**** Record excerpts

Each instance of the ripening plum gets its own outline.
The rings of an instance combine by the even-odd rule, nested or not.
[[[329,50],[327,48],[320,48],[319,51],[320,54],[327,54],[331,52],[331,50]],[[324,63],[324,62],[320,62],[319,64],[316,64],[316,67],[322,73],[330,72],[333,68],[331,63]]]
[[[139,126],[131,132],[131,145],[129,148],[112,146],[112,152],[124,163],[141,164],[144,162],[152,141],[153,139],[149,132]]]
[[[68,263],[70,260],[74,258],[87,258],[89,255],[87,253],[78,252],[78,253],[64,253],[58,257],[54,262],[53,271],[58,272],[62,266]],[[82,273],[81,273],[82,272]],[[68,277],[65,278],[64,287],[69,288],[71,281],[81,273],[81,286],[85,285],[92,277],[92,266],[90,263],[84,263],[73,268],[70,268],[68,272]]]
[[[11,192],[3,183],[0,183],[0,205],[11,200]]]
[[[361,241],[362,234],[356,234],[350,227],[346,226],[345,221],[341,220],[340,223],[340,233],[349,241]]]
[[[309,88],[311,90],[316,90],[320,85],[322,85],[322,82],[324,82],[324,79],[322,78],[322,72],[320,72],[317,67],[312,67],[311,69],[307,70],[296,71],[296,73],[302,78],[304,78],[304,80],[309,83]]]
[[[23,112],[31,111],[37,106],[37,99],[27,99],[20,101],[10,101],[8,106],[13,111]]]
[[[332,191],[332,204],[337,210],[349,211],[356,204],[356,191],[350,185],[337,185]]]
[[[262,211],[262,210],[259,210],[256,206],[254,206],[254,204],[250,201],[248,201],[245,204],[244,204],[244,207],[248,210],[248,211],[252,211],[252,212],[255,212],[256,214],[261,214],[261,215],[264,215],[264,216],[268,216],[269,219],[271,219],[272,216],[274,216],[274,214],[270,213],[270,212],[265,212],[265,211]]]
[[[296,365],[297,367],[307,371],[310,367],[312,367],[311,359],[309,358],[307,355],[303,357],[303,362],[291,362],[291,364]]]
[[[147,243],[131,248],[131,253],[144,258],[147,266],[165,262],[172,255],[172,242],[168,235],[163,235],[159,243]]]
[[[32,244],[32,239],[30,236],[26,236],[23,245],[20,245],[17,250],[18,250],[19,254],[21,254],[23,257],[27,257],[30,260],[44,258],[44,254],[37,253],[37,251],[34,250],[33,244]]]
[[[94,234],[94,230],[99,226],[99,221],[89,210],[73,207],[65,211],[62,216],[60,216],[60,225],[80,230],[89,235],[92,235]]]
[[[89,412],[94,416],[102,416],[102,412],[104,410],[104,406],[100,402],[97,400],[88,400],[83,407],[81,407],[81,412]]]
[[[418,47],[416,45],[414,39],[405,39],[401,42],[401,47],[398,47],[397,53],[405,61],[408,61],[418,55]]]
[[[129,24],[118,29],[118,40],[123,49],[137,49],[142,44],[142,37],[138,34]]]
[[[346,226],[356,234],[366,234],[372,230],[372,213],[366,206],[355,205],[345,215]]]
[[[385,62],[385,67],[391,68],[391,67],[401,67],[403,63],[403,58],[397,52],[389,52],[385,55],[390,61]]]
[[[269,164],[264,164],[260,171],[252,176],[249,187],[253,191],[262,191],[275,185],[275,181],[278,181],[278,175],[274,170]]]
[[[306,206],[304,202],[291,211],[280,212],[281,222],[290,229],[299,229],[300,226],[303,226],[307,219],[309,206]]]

********

Copy out the lines from the beginning of the items through the line that contains "[[[11,192],[3,183],[0,183],[0,205],[11,200]]]", keeping both ends.

Each instance of the ripening plum gets its own outline.
The rings of an instance combine by the even-odd rule, nested or not.
[[[329,50],[327,48],[320,48],[319,51],[320,54],[327,54],[331,52],[331,50]],[[324,63],[324,62],[320,62],[319,64],[316,64],[316,67],[322,73],[330,72],[333,68],[331,63]]]
[[[139,126],[131,132],[131,145],[129,148],[112,146],[112,152],[124,163],[141,164],[144,162],[152,141],[153,139],[149,132]]]
[[[68,263],[70,260],[74,258],[87,258],[89,255],[87,253],[78,252],[78,253],[64,253],[58,257],[54,262],[53,271],[58,272],[62,266]],[[82,273],[81,273],[82,272]],[[68,277],[65,278],[64,287],[69,288],[71,281],[81,273],[81,286],[85,285],[92,277],[92,266],[90,263],[84,263],[73,268],[70,268],[68,272]]]
[[[11,192],[3,183],[0,183],[0,205],[11,200]]]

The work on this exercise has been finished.